• [GIVEN PASSAGE]
Could be worse like Spurs and only point to their DVD releases of when they beat Arsenal.


----------



## Sunny (15 Apr 2011)

Latrade said:


> Could be worse like Spurs and only point to their DVD releases of when they beat Arsenal.


 
Or that amazing night when they beat Man City to finish eh fourth!


----------



## Latrade (15 Apr 2011)

Sunny said:


> Or that amazing night when they beat Man City to finish eh fourth!


 
I got the Special Edition version that contained various lasagne recipes.


----------



## Deiseblue (15 Apr 2011)

Latrade said:


> Could be worse like Spurs and only point to their DVD releases of when they beat Arsenal.



A dreadful slur  on this great old club whose record includes :

The only club to win the FA cup when still a non league club.
The first club to win the double in the 20th century in 1960-61 ( when money was more evenly spread throughout the league & teams found it immeasurably more difficult to buy success )
The first British club to win a European trophy & the inaugural winners of the UEFA cup in 1972.


----------



## Latrade (15 Apr 2011)

Deiseblue said:


> A dreadful slur  on this great old club whose record includes :
> 
> The only club to win the FA cup when still a non league club.

• [GIVEN MATERIAL]
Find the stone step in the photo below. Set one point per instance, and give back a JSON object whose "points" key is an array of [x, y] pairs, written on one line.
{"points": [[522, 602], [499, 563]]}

• [WHAT YOU SHOULD DO] Reproduce verbatim the portion of the football forum thread starting with "## Deiseblue (15" and going on through "buy success )".

• [RESULT FOR THIS TASK]
## Deiseblue (15 Apr 2011)

Latrade said:


> Could be worse like Spurs and only point to their DVD releases of when they beat Arsenal.



A dreadful slur  on this great old club whose record includes :

The only club to win the FA cup when still a non league club.
The first club to win the double in the 20th century in 1960-61 ( when money was more evenly spread throughout the league & teams found it immeasurably more difficult to buy success )